### PROBLEM DESCRIPTION:
What is needed is an exact repeat of the lines from the line containing "Query: front side window" through the final line of the entries below, and nothing else.

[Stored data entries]
==========

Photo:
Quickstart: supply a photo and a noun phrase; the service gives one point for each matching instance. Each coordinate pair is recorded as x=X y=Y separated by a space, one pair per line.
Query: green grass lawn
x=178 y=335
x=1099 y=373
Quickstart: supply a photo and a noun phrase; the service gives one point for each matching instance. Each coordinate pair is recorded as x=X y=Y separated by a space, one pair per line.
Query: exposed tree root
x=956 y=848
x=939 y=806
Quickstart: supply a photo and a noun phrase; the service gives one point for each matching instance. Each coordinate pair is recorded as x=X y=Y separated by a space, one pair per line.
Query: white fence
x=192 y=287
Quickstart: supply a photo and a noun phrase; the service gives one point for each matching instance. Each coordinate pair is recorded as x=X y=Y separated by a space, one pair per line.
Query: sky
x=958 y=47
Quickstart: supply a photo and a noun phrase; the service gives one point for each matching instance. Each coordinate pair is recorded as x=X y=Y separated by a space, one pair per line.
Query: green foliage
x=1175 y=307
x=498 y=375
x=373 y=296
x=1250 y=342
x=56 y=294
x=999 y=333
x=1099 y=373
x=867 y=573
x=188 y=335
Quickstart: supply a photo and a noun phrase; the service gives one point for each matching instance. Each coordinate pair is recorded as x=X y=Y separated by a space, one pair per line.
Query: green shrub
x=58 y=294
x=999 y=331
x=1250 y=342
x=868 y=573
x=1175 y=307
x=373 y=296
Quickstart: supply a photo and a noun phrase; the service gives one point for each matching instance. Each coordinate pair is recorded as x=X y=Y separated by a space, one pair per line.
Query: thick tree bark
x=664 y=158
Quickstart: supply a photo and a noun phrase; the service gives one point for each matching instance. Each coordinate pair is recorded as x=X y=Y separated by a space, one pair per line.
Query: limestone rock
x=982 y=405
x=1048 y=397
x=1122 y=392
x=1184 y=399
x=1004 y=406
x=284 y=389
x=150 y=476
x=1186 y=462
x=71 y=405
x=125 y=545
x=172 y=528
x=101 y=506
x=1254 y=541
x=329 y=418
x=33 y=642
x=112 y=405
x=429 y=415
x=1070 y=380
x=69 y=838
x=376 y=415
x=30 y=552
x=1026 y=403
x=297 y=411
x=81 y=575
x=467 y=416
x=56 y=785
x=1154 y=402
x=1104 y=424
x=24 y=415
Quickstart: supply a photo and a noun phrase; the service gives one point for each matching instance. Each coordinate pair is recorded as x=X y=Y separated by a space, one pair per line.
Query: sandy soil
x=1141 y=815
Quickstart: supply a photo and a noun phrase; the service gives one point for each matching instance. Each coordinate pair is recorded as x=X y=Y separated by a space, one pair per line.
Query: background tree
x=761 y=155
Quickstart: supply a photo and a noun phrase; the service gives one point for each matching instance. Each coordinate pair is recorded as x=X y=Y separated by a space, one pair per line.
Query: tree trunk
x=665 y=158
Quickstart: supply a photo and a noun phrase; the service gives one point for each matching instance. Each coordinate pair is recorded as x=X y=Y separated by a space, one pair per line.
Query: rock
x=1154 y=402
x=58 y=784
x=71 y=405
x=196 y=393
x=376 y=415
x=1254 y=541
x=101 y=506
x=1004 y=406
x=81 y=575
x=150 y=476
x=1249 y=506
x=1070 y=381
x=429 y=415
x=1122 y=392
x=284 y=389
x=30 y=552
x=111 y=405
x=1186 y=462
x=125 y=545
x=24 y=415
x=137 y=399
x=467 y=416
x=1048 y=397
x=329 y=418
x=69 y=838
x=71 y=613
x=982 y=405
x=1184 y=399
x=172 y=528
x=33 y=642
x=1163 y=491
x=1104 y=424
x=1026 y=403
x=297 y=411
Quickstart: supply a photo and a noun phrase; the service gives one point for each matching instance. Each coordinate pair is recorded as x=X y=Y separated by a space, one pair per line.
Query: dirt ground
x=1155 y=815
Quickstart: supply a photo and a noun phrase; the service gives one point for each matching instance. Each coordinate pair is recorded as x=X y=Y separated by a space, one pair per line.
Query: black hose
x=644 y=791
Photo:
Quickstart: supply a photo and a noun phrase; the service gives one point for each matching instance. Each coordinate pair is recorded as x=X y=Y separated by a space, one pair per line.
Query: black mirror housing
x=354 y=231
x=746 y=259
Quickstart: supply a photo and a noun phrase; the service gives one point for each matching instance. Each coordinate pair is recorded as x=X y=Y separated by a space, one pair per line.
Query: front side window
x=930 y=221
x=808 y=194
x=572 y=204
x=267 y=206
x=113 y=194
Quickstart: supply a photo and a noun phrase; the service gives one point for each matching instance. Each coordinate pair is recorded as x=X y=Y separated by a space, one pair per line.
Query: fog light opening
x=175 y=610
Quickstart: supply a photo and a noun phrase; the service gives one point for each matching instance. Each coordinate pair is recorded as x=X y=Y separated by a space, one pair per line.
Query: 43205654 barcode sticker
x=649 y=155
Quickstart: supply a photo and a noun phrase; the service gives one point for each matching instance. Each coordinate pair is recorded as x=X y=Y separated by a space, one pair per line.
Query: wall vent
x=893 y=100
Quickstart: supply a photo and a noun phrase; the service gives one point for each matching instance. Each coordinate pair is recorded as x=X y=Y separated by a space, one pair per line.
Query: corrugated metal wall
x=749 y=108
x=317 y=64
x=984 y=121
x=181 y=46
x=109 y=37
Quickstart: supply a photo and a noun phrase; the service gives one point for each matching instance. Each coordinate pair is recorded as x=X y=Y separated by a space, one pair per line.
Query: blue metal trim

==========

### REPLY TO THE EXERCISE:
Query: front side window
x=930 y=221
x=808 y=194
x=572 y=204
x=267 y=206
x=113 y=194
Quickstart: supply a photo and a noun phrase; the service gives one point for each matching instance. Each coordinate pair is recorded as x=X y=Y separated by a space, one pair per line.
Query: fog light opening
x=175 y=610
Quickstart: supply a photo and a noun phrase; the service gives one point for each matching instance. Each coordinate pair is recorded as x=X y=Y separated by a space, one pair per line.
Query: 43205654 barcode sticker
x=649 y=155
Quickstart: supply a photo and a noun phrase; the service gives one point for each matching instance. Each coordinate pair is recorded as x=X y=Y separated by a space, one pair per line.
Query: wall vent
x=893 y=100
Quickstart: supply a photo and a noun phrase; the service gives one point for each matching instance. Each coordinate pair is recorded as x=X y=Y separated by a space, one pair per line.
Query: corrugated metal wall
x=749 y=108
x=317 y=64
x=984 y=121
x=181 y=46
x=109 y=37
Quickstart: supply a photo and a noun phrase; the service gives one point for each matching instance. Each coordinate pair is recorded as x=X y=Y separated by a space, one pair per line.
Query: blue metal trim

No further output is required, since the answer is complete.